[Region annotation entries]
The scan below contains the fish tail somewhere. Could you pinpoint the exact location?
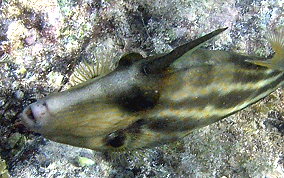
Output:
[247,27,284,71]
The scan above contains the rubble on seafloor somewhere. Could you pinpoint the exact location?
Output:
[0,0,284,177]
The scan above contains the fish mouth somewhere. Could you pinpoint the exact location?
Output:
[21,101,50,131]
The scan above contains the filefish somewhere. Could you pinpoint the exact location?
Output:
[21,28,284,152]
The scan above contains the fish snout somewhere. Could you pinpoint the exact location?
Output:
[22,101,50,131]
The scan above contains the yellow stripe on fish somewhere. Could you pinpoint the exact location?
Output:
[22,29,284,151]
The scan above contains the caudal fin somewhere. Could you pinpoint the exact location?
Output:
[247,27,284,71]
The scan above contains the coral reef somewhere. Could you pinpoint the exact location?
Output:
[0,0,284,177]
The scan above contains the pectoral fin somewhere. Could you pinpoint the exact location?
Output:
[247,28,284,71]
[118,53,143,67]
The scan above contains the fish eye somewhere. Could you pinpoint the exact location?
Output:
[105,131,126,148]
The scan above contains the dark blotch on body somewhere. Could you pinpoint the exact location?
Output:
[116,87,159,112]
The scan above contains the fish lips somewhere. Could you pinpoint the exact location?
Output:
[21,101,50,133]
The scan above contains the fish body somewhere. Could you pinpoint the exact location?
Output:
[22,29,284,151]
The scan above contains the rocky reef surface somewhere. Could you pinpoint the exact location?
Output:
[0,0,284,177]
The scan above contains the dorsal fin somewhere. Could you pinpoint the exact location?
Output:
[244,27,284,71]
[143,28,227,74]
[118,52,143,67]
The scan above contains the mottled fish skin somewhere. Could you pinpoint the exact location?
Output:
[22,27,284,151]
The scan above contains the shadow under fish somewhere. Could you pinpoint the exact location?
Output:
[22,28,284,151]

---

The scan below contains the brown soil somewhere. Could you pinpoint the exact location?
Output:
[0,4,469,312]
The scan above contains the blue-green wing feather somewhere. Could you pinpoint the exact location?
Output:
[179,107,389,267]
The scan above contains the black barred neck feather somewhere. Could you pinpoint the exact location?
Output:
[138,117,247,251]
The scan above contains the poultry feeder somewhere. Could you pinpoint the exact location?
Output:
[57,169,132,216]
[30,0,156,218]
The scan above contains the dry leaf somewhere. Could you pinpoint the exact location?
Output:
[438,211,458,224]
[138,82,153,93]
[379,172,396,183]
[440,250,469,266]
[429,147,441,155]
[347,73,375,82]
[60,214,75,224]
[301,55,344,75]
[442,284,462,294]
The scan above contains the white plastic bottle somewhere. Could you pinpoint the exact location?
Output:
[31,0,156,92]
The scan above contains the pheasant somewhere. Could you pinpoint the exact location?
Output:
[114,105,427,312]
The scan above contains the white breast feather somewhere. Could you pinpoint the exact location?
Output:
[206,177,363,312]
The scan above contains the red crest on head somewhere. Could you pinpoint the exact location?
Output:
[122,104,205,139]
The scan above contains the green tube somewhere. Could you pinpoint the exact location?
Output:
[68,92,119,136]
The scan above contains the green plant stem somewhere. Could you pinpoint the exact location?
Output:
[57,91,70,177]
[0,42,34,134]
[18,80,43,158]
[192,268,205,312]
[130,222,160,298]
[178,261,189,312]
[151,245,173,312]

...

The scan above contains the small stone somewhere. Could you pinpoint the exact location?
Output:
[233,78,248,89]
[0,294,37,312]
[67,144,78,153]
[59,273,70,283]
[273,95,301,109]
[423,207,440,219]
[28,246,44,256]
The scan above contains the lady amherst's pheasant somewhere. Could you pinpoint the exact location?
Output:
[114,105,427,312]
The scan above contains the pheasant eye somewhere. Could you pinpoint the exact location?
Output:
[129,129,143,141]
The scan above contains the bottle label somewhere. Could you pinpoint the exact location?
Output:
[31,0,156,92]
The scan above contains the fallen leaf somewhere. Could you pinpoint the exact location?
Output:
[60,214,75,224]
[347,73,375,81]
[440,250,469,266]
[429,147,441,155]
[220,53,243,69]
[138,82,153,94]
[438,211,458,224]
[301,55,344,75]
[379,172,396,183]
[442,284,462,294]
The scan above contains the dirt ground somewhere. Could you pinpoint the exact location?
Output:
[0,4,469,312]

*Task instructions*
Change "pinpoint" to "find" in the data between the lines holding "The scan below contains the fish" and "[22,101,50,131]", inclusive, and write those lines out again with nothing else altered. Leave the pictures out of your answer.

*Written reply*
The scan below contains the fish tail somewhere. Could you find the exact location?
Output:
[247,27,284,71]
The scan above contains the rubble on seafloor somewhere. Could you find the exact location?
Output:
[0,0,284,177]
The scan above contains the fish mouth somewhere. Could you find the exact location?
Output:
[21,101,50,131]
The scan above contains the filefish somewhere. Could you find the exact location?
Output:
[21,28,284,152]
The scan above contains the fish snout somewhere. Could you find the exact location?
Output:
[22,101,50,131]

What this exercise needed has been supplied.